-------- SOURCE RECORDS --------

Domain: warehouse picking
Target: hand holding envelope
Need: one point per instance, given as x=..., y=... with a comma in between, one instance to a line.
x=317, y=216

--------
-------- SOURCE RECORDS --------

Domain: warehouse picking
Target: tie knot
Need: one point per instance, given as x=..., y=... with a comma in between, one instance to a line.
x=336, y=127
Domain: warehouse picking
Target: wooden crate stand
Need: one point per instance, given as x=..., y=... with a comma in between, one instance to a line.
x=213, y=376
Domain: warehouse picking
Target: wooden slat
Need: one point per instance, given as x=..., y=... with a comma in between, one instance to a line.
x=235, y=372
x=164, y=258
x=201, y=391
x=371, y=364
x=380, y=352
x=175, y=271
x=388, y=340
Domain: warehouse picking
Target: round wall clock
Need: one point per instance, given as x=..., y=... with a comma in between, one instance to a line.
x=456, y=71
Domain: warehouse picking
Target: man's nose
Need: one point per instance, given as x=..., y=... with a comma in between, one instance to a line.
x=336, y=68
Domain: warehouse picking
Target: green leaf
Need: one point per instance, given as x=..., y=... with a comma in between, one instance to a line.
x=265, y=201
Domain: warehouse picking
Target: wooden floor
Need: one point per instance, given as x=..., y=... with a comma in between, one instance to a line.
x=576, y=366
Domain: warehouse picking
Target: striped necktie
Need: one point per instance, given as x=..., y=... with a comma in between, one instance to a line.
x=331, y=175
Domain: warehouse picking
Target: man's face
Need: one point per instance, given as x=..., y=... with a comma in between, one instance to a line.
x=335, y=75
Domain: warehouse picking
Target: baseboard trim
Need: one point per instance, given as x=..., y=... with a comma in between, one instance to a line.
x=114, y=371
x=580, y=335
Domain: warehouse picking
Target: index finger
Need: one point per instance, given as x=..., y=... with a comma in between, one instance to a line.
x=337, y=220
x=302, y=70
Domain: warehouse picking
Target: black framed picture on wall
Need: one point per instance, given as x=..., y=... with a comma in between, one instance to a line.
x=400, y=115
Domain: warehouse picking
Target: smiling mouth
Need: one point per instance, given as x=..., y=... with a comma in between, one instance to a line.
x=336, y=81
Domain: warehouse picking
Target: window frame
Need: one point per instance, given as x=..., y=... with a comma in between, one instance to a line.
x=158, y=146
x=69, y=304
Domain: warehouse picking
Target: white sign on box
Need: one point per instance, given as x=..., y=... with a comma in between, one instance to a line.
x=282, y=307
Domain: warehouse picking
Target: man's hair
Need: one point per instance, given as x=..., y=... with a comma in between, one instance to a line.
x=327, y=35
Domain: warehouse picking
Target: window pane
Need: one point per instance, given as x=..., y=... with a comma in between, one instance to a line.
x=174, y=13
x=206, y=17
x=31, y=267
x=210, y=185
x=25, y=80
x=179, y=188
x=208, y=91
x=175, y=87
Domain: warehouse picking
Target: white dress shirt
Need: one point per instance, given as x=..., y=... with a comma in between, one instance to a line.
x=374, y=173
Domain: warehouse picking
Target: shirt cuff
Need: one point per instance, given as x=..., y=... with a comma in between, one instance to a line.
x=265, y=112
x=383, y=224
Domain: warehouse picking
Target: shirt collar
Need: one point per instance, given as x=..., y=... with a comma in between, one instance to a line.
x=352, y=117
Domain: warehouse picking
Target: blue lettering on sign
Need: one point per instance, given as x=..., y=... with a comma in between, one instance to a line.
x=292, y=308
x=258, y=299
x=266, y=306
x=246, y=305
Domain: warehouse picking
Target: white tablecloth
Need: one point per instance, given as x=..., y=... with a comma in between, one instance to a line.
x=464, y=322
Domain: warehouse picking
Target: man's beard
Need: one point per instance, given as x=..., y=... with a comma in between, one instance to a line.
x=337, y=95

--------

→ WRITTEN TASK
Count how many lines in the listing above contain the string "wall", treating uppercase and lowercase letters as different, and reply with only that number.

→ RESULT
2